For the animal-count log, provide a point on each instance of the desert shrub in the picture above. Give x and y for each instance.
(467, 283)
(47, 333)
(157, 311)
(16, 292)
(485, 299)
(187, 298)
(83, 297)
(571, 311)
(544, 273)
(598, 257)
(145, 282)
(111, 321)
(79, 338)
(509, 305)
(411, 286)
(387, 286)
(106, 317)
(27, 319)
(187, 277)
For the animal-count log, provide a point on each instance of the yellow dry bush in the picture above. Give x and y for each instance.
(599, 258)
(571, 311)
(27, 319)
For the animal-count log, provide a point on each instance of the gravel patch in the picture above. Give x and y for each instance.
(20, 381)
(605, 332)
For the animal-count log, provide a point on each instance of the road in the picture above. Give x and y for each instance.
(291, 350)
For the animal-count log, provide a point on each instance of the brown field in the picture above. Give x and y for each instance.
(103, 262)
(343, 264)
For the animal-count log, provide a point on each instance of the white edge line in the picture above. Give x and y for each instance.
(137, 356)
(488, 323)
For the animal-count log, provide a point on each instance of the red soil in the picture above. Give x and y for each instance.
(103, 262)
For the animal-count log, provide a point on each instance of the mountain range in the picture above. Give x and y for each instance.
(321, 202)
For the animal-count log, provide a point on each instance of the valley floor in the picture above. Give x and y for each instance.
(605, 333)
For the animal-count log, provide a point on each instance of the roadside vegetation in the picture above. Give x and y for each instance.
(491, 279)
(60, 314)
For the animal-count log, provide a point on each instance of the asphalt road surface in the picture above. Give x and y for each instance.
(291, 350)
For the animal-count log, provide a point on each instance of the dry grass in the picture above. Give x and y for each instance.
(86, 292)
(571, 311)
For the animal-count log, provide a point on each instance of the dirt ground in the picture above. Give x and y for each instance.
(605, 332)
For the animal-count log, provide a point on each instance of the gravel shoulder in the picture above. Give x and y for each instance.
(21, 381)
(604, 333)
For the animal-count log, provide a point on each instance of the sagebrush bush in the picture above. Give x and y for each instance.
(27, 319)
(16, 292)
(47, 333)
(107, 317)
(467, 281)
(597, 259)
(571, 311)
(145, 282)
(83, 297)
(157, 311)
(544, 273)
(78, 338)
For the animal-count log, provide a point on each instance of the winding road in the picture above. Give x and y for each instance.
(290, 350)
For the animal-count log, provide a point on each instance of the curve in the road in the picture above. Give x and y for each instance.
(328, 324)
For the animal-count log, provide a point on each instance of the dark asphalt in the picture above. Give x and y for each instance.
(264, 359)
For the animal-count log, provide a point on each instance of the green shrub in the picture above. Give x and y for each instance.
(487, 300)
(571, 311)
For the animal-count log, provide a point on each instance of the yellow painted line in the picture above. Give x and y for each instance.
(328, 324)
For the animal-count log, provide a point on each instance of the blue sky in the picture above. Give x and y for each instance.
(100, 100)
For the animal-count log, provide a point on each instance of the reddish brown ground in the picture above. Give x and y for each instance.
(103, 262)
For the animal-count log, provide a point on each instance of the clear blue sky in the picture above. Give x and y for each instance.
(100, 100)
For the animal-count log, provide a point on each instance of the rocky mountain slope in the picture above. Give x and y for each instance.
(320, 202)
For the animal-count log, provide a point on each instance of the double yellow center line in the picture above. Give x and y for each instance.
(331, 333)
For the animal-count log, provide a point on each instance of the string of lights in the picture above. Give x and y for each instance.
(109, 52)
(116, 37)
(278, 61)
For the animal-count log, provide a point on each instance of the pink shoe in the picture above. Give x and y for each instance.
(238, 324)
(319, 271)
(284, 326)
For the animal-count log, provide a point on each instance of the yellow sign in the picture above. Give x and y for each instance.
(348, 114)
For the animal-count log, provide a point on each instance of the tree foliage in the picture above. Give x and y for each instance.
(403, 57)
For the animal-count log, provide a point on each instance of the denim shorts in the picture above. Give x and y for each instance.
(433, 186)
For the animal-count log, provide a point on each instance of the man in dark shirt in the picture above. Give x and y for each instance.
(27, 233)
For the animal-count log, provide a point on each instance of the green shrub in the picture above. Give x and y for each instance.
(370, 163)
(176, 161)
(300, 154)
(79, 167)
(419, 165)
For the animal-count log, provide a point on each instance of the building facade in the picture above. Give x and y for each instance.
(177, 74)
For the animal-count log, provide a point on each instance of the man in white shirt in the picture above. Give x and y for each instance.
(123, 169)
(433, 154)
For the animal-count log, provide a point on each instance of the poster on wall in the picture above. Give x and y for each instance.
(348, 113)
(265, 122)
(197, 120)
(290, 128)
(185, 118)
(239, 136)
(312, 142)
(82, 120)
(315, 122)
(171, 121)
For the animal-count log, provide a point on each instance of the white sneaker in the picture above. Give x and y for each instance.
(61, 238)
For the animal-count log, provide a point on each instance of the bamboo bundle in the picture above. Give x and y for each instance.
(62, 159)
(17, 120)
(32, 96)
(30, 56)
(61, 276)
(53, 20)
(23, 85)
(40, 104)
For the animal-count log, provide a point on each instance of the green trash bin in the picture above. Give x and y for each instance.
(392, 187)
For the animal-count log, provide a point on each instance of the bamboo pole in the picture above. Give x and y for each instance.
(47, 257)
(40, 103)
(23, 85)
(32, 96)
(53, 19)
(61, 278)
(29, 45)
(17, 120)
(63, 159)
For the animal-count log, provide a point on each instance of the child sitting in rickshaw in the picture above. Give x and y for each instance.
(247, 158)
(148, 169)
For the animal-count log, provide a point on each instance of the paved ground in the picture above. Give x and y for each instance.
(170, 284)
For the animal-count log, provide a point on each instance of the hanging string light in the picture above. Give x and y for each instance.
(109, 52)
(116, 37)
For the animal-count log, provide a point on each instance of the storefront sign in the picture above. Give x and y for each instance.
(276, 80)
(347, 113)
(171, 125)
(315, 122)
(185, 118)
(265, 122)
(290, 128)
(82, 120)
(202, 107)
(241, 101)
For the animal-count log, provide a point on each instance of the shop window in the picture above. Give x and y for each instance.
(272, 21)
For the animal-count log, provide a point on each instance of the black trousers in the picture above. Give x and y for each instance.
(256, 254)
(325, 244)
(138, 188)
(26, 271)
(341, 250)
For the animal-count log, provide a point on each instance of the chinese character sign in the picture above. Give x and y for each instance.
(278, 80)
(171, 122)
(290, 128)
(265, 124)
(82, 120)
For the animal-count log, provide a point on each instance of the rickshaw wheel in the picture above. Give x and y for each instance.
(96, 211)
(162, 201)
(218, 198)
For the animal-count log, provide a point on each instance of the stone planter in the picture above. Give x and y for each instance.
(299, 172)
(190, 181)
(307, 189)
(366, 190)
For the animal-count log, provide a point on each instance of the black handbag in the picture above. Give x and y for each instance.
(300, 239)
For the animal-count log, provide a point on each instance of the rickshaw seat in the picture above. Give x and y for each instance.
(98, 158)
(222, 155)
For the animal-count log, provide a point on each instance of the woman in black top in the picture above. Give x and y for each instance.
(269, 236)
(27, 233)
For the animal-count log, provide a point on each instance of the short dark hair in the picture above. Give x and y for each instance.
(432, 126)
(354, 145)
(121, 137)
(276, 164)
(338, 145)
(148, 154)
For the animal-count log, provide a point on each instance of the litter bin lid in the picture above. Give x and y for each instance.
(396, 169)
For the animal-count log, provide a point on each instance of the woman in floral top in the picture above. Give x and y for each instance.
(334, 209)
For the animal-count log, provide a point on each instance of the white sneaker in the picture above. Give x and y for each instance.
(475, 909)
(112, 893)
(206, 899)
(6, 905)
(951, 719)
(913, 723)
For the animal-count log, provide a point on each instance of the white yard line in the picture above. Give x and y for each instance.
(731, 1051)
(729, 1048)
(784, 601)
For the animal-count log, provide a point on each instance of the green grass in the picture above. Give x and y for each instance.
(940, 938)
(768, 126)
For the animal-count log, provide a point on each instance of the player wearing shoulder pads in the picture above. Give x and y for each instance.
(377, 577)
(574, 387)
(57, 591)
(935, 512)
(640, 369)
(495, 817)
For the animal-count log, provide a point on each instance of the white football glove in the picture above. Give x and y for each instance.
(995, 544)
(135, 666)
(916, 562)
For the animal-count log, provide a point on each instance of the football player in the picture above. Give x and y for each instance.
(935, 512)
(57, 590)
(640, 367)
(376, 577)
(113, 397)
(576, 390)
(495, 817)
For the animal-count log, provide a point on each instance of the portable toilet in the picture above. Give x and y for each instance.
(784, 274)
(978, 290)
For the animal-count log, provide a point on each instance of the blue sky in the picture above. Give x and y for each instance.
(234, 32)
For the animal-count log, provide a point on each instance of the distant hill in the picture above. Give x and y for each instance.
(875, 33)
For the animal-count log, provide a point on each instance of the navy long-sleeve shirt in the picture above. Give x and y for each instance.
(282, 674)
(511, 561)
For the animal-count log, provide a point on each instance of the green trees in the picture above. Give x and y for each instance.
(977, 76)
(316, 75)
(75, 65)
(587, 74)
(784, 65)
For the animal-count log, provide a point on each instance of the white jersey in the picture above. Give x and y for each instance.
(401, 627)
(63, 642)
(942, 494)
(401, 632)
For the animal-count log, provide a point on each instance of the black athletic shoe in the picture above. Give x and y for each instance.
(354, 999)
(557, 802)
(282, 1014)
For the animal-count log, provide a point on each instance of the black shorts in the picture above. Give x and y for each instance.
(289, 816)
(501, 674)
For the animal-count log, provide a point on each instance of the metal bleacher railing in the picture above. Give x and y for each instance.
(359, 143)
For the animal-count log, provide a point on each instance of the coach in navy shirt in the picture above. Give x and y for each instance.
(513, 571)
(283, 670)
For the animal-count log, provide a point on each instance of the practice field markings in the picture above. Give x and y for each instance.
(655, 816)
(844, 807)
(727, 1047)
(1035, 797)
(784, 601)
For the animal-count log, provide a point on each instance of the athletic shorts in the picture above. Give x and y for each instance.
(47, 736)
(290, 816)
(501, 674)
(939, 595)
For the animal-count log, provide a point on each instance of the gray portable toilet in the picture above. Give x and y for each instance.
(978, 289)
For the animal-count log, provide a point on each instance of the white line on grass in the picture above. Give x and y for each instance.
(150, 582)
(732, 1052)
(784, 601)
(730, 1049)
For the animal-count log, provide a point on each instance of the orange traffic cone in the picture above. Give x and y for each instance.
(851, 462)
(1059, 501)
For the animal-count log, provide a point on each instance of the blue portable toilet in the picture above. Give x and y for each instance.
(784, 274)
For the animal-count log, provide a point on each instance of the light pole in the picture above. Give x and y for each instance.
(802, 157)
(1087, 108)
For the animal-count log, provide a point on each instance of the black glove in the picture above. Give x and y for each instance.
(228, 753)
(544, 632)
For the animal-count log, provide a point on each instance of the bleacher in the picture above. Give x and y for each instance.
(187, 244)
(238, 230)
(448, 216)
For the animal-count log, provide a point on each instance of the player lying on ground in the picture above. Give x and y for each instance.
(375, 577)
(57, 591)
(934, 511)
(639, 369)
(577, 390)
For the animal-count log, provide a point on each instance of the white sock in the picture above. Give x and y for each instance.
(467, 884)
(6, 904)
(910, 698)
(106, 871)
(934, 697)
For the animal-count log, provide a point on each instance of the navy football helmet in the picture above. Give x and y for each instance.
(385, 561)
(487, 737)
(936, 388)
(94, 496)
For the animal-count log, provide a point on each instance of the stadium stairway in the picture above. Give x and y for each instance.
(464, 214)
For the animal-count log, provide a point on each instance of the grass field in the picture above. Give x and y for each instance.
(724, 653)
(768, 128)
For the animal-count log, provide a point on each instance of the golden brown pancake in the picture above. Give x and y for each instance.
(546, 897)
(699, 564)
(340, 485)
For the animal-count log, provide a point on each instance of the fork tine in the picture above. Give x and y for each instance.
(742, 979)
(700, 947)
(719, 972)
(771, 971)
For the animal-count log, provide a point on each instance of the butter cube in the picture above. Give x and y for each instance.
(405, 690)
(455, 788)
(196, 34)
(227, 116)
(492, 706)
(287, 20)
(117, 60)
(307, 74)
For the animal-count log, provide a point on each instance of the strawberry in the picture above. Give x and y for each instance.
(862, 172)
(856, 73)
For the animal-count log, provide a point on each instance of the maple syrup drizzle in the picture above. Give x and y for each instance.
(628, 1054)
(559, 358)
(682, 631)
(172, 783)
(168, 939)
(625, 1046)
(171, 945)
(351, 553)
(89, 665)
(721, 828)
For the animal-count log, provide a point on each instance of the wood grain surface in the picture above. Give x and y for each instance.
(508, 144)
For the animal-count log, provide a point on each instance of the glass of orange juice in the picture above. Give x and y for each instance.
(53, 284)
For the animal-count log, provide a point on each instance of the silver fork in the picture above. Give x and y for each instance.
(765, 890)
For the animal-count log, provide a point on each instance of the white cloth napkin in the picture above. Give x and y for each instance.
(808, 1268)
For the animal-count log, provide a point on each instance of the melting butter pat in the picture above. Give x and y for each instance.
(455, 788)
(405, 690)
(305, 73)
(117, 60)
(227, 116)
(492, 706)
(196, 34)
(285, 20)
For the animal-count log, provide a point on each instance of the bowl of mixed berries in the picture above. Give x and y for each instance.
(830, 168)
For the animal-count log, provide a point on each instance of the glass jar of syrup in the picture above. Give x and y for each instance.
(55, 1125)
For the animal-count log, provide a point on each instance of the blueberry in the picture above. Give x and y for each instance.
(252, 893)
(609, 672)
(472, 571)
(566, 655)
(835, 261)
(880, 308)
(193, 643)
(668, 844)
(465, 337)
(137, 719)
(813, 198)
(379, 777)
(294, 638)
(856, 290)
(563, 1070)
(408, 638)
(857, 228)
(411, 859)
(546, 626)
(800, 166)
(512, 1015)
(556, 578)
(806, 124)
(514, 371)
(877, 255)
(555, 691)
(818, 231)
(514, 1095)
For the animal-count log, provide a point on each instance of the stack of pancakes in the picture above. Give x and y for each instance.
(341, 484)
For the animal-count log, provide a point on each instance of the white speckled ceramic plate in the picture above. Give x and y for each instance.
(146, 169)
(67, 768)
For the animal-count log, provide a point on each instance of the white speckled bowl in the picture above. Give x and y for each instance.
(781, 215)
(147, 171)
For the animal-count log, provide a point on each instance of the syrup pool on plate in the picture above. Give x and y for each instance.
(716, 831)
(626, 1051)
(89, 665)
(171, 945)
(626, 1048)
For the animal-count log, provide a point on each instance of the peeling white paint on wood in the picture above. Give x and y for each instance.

• EXERCISE BRIEF
The answer consists of the line holding "of the bowl" and every line after it up to the end of the records, word for word.

• ANSWER AREA
For the animal-count log, provide a point on each instance of the bowl of mixed berries in the picture above. Give x and y for each instance.
(830, 168)
For the animal-count log, provide a point on each instance of the glass jar of syrup in the picture above. Give x and y for each instance.
(55, 1125)
For the animal-count log, provide a point on each instance of the blueberry in the picture above. Give x and y for each instance.
(252, 893)
(609, 672)
(472, 571)
(566, 655)
(835, 261)
(880, 308)
(193, 643)
(668, 844)
(465, 337)
(137, 719)
(813, 198)
(379, 777)
(294, 638)
(856, 290)
(563, 1070)
(408, 638)
(857, 228)
(411, 859)
(546, 626)
(800, 166)
(512, 1015)
(556, 578)
(806, 124)
(514, 371)
(877, 255)
(555, 691)
(818, 231)
(514, 1095)
For the animal-count log, provide a point on each instance of the stack of pancakes in the picture above. Give x and y for each instance.
(341, 484)
For the animal-count log, provide a point on each instance of the white speckled ceramic plate in the picture above. Give x and y for each instance.
(146, 169)
(67, 768)
For the animal-count log, provide a point on each instance of the white speckled bowl in the picture above. Give x and y for each instance.
(781, 215)
(147, 171)
For the animal-count log, provide a point on each instance of the syrup pool on plate in the picture above. Give x and y for each instance.
(716, 831)
(626, 1051)
(89, 665)
(171, 945)
(626, 1048)
For the animal-count log, provide a point on each instance of the peeling white paint on wood in the picture above. Give x and y for each instance.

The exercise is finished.